• YOUR OBJECTIVE
Convert the part of the entries that begins with the line containing "Return one point for each instance of the crack" and ends with the line containing "(1366, 307)" into a Markdown table with the columns Row and Line. Give each line its row number, leave out blank lines, and include both end lines.

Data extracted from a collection
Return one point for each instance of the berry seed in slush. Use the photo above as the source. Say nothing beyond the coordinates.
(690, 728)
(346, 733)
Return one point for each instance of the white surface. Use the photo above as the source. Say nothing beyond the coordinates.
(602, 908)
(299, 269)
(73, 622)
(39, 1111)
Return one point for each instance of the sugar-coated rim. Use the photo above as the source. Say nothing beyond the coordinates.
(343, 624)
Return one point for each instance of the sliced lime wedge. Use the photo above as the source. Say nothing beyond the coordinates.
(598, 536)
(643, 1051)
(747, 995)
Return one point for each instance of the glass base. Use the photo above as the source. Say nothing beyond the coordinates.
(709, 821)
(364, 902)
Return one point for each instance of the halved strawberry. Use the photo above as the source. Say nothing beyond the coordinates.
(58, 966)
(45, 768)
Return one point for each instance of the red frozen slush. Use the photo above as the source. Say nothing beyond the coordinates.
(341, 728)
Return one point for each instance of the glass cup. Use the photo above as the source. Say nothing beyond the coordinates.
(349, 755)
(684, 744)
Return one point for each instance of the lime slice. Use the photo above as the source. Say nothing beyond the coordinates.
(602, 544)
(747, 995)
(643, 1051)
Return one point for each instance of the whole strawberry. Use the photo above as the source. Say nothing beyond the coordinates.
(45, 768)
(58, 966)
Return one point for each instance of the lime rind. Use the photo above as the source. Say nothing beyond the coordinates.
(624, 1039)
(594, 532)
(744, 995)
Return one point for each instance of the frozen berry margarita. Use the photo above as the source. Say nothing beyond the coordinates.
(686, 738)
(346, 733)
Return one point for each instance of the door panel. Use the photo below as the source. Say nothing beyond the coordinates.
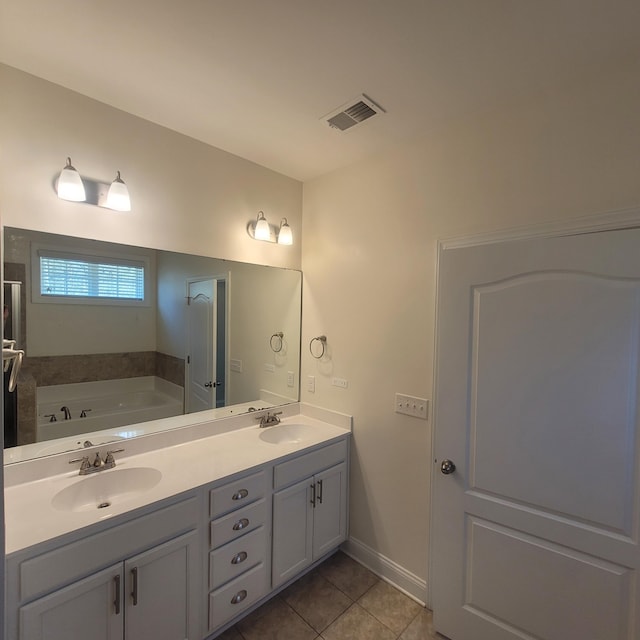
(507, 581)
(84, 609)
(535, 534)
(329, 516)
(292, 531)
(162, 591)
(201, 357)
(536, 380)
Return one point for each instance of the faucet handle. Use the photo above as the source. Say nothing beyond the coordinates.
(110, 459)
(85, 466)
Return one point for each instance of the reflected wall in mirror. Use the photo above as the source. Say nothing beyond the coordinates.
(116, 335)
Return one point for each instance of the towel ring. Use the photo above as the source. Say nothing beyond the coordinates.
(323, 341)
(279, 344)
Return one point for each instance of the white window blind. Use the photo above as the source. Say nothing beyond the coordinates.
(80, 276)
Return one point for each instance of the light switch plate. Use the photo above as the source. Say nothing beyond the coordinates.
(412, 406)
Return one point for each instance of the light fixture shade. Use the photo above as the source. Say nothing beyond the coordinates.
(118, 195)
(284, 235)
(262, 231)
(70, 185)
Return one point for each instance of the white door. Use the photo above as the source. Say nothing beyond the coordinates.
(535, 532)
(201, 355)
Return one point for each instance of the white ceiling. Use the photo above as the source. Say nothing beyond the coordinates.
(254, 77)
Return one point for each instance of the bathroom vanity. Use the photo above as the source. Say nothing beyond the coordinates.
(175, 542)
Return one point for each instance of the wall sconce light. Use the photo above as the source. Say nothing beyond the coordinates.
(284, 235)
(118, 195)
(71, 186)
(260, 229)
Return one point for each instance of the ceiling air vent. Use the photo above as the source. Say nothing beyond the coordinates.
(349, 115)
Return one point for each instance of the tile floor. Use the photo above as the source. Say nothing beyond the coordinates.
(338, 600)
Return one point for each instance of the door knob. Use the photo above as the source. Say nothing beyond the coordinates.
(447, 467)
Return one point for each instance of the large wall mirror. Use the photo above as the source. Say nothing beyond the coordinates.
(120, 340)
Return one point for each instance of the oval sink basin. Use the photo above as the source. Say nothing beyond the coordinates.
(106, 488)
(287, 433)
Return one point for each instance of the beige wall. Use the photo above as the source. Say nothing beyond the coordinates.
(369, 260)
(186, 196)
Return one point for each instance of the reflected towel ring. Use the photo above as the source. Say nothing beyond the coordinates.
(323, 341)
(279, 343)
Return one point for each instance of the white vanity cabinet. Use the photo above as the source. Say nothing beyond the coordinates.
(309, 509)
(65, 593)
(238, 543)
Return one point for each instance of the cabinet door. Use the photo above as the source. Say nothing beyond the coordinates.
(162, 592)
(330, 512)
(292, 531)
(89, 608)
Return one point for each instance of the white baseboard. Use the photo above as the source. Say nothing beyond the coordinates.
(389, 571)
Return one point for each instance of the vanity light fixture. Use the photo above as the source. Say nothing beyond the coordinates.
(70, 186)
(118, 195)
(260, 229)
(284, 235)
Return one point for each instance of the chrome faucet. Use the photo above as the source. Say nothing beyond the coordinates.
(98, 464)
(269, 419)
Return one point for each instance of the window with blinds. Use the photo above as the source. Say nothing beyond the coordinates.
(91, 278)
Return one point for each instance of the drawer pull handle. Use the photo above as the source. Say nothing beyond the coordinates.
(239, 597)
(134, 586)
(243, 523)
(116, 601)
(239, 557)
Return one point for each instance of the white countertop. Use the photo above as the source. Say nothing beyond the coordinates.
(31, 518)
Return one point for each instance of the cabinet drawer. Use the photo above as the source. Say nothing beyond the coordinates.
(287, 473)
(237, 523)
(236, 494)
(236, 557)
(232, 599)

---

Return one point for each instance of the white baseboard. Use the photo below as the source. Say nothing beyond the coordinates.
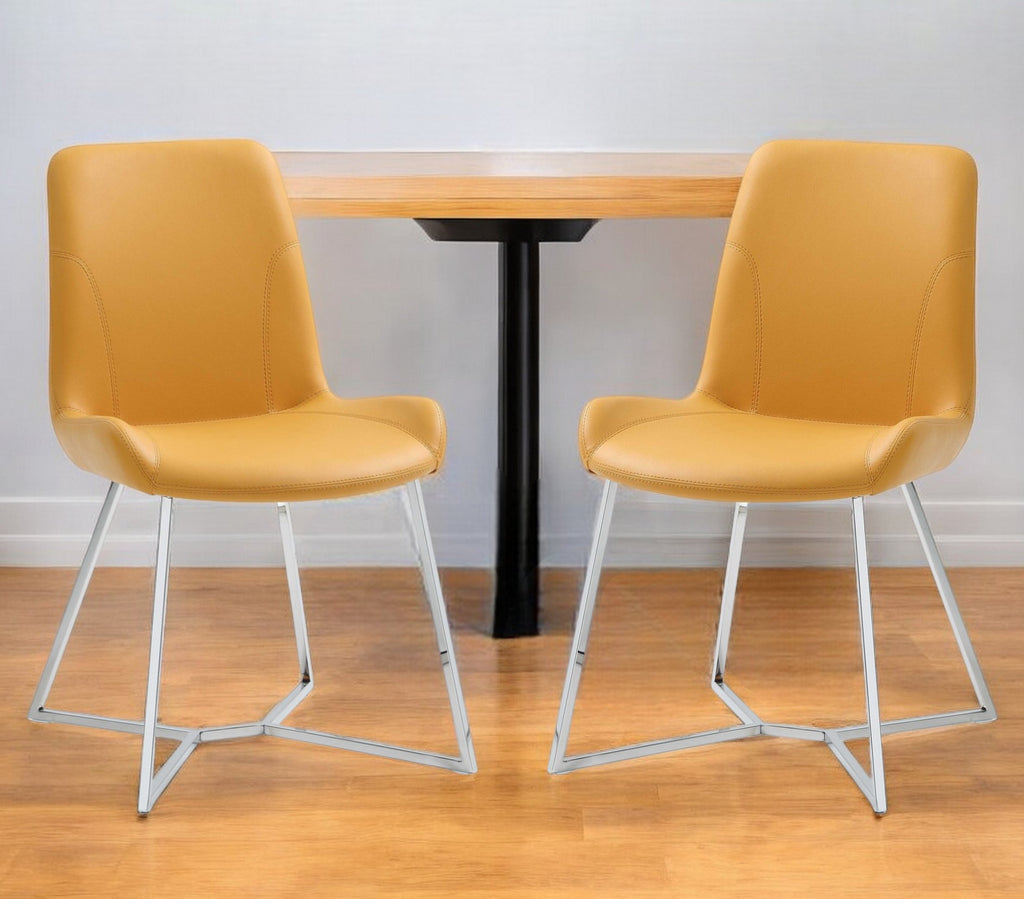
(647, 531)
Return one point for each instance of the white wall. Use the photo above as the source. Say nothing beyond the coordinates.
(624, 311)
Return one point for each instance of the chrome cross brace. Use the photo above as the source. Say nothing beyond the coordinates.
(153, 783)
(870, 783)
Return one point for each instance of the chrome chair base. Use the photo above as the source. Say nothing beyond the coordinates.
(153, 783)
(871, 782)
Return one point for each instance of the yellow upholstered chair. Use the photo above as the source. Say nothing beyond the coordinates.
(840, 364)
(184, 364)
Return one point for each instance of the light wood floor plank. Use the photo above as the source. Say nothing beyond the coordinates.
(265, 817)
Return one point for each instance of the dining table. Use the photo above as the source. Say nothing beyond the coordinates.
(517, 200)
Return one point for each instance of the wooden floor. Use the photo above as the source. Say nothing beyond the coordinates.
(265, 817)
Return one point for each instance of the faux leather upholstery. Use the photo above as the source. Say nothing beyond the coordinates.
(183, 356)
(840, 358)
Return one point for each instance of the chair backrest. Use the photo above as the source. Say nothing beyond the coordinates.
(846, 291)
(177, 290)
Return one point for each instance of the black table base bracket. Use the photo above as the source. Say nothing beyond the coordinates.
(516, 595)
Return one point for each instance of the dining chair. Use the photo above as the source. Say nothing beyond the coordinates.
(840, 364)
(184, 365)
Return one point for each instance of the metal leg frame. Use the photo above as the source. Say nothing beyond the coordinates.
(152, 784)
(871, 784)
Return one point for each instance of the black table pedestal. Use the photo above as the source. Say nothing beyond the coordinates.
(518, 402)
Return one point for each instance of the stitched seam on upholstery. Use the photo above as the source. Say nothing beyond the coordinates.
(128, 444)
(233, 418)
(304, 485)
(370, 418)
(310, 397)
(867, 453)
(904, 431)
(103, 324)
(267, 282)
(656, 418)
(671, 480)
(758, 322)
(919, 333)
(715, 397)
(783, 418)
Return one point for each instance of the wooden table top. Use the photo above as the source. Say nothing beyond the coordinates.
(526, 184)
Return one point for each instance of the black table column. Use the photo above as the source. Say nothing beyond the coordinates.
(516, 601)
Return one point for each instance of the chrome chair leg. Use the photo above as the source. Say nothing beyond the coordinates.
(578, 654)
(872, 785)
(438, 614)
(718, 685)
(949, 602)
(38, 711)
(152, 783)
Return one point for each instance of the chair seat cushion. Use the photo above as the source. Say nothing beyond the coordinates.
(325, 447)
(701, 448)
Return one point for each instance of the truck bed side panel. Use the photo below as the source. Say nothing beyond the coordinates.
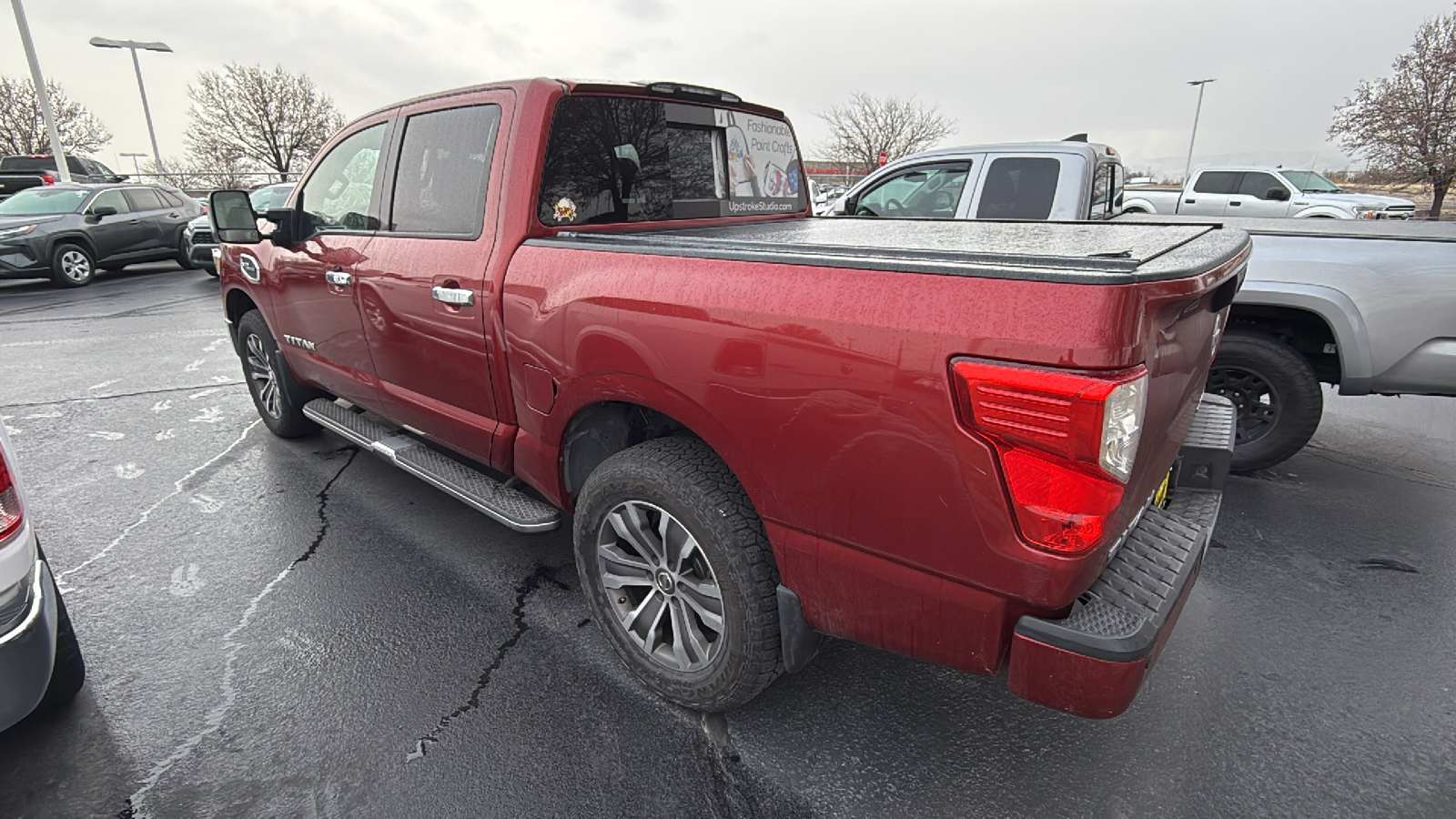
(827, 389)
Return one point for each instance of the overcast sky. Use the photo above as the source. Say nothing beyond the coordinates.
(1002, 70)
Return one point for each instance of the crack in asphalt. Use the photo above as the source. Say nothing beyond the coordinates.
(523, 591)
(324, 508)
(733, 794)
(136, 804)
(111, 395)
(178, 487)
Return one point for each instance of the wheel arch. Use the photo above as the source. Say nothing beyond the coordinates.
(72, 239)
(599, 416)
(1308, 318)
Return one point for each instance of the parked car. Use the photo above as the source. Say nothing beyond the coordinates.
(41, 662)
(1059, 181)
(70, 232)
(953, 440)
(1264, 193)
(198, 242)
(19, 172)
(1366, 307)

==

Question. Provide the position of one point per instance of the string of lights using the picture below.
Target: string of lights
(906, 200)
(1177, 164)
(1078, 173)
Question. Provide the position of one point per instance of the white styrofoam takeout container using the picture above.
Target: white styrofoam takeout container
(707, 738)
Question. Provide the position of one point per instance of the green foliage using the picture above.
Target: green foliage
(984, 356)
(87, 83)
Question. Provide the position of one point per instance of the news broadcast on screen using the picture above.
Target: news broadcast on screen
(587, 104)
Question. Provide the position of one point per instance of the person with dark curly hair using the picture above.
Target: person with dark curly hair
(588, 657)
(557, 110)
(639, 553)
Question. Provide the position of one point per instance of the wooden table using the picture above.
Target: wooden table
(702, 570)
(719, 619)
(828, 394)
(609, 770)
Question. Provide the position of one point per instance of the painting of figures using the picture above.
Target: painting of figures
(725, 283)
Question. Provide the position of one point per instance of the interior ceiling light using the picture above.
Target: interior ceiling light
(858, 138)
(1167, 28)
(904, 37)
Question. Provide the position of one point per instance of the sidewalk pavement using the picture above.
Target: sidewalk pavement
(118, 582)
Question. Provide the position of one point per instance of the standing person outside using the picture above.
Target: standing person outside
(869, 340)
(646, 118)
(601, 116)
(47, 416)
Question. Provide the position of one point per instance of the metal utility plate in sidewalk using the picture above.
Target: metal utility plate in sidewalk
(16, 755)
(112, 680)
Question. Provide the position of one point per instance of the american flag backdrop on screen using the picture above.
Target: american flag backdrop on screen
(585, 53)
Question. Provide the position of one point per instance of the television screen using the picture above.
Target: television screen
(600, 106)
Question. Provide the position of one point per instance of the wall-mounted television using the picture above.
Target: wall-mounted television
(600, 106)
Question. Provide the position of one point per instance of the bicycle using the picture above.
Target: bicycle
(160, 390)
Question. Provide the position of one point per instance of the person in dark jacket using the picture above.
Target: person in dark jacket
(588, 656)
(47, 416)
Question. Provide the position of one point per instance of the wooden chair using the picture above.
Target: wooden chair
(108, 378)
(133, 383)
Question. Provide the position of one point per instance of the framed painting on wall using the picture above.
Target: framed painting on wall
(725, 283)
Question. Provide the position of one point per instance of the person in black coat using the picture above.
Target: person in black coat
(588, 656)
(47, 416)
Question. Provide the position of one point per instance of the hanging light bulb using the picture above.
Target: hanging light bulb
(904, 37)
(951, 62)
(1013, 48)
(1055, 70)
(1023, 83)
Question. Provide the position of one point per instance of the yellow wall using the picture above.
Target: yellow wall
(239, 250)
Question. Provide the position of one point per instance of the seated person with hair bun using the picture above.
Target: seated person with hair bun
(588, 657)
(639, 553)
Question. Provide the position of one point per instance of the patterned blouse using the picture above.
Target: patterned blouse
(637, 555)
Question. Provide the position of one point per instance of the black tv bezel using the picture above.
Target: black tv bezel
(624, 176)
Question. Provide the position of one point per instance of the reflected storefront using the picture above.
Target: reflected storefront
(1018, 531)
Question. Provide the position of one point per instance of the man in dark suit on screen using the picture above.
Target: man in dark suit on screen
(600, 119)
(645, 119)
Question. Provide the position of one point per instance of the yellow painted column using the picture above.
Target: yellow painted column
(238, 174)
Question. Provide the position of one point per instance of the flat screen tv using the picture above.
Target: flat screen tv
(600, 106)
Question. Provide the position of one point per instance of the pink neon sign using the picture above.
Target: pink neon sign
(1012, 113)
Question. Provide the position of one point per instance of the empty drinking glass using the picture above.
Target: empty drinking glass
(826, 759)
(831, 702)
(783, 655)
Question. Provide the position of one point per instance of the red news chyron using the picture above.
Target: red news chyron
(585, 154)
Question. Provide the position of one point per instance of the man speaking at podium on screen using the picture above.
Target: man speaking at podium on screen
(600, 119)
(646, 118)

• ANSWER TO THIS EXERCISE
| Row | Line |
|---|---|
| 1 | Return one point for each instance of the crack in asphalt. Use the photo above as the source. Say nothing beyond the coordinates. |
| 2 | (523, 591) |
| 3 | (324, 508) |
| 4 | (733, 794) |
| 5 | (136, 804) |
| 6 | (111, 395) |
| 7 | (178, 487) |
| 8 | Return one point for each instance of the wheel arch. Use the photo above as the source. Say nothing beyond the coordinates. |
| 9 | (72, 239) |
| 10 | (599, 416) |
| 11 | (1308, 318) |
| 12 | Return one point for each instance of the parked car. Use the photo above as the source. Say nothing beyond the coordinates. |
| 13 | (41, 662) |
| 14 | (1059, 181) |
| 15 | (70, 232) |
| 16 | (953, 440) |
| 17 | (1264, 193) |
| 18 | (198, 242) |
| 19 | (19, 172) |
| 20 | (1366, 307) |